**REQUEST**. Reproduce every entry below word for word.

**INPUT**.
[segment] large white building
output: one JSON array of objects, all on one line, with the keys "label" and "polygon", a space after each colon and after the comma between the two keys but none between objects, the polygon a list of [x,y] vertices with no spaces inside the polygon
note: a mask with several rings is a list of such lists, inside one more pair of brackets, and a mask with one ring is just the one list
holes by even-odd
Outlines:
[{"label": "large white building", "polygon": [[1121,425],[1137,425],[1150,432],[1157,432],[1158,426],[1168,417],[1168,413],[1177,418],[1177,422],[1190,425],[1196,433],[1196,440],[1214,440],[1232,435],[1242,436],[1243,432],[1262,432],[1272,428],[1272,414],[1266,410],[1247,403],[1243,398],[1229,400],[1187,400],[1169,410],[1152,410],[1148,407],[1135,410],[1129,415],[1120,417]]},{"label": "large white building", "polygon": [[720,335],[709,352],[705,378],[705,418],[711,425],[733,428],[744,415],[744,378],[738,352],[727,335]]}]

**RESULT OF THE TASK**.
[segment] large white building
output: one JSON array of objects, all on one line, with the keys "label" and "polygon", a space after each colon and after the comma between the two keys but none between objects, the polygon a list of [x,y] vertices with no spaces inside the polygon
note: a mask with several rings is a list of such lists, inside one more pair of brackets, and a mask with one ring is just the one list
holes by even-odd
Outlines:
[{"label": "large white building", "polygon": [[1121,425],[1137,425],[1150,432],[1157,432],[1158,426],[1168,417],[1168,413],[1177,418],[1177,422],[1190,425],[1196,433],[1196,440],[1214,440],[1232,435],[1242,436],[1243,432],[1262,432],[1272,428],[1272,414],[1266,410],[1247,403],[1243,398],[1229,400],[1187,400],[1169,410],[1152,410],[1148,407],[1135,410],[1129,415],[1120,417]]},{"label": "large white building", "polygon": [[720,335],[709,352],[705,378],[705,418],[711,425],[733,428],[744,415],[744,378],[738,352],[727,335]]}]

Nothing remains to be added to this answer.